A week ago, I appeared on one of America’s most-watched television programs, CBS’s “Dr. Phil” show. After the original taping in late August, we were given short notice as to when it would air. I had previously appeared on the show about 12 years ago and received a warm reception. Not this time. I don’t regularly watch daytime TV, so I wasn’t aware how much Dr. Phil’s format had changed to a more sensationalized form of television.
Dr. Phil had heard about an exorcism I performed on a young couple named Thomas and Victoria. Thomas received a powerful deliverance, but Victoria’s time of ministry was less successful. I realized at the time, something she later admitted, that she wasn’t ready to deal with all her issues and be set free. That happens sometimes. Dr. Phil’s producers asked me to come on the show and talk about the situation. Fair enough. But I never expected that my ministry and motives would be questioned, and that spiritual disciplines of inner healing and deliverance would be dismissed as inferior to psychological therapy. It was disappointing to say the least.
Dr. Phil put down the idea of doing exorcisms by phone or Skype, something we do all day long, almost every day with a history of phenomenal success. I tried to explain that not everyone can receive face-to-face ministry, especially those halfway around the world. Dr. Phil stated but denigrated my credentials. (Anyone wanting to know the facts can easily go to our website and see my background and training.) He intimated that the problems of Thomas and Victoria were just relational and psychological. He waved the “Diagnostic and Statistical Manual of Mental Disorders” (DSM) of the American Psychological Association in the face of this hurting couple and, in so many words, told them that they didn’t need my help. Their answer could be found in the therapeutic “bible” he held in his hands.
I was never given a chance to state that I had no problem with appropriate psychological help. Our International School of Exorcism online training has several courses regarding the intersection of psychology, mental illness, and demonic possession. On the show, I strongly challenged Dr. Phil’s assertions. I stated that it was unfair to put a therapeutic template on this young couple and deny the efficacy of the exorcisms they had undergone. Dr. Phil had seen the live footage of their ministry encounter session so he personally witnessed the demonic manifestations and casting out of Thomas’ demons.

+-------+

### ACTIVITIES
a: Answer these from the Dr. Phil account:
(i) About how long before this appearance had the writer last been on the show?
(ii) What book did Dr. Phil wave in front of the couple?
(iii) What is the name of the writer's online training?
b: From the Dr. Phil account, return the part that opens with the words containing "A week ago, I" and closes with "form of television.".

+-------+

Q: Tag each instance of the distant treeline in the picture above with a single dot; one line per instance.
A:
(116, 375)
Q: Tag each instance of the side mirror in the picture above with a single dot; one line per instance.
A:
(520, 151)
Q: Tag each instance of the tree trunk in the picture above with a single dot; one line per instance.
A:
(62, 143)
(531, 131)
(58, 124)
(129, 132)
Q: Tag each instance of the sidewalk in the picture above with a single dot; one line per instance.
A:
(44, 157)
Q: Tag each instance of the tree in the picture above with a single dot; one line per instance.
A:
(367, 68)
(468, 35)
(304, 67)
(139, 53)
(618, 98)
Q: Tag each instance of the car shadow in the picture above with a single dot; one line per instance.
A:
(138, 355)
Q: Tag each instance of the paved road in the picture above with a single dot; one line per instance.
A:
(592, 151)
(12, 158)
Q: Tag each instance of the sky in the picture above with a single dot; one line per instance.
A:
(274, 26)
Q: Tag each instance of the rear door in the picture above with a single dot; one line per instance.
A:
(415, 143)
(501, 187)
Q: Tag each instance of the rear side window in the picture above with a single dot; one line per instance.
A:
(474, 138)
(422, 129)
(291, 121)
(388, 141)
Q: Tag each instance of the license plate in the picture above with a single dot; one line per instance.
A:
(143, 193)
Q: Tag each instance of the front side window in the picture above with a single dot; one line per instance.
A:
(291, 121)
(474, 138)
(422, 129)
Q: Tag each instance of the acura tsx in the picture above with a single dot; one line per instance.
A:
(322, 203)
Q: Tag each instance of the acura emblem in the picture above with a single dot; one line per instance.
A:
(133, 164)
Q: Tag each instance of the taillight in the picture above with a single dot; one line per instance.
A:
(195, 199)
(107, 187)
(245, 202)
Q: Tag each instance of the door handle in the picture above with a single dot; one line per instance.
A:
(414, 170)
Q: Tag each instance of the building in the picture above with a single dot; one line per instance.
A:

+-------+

### ANSWERS IN ORDER
a:
(i) About 12 years.
(ii) The "Diagnostic and Statistical Manual of Mental Disorders" (DSM) of the American Psychological Association.
(iii) The International School of Exorcism.

b:
A week ago, I appeared on one of America’s most-watched television programs, CBS’s “Dr. Phil” show. After the original taping in late August, we were given short notice as to when it would air. I had previously appeared on the show about 12 years ago and received a warm reception. Not this time. I don’t regularly watch daytime TV, so I wasn’t aware how much Dr. Phil’s format had changed to a more sensationalized form of television.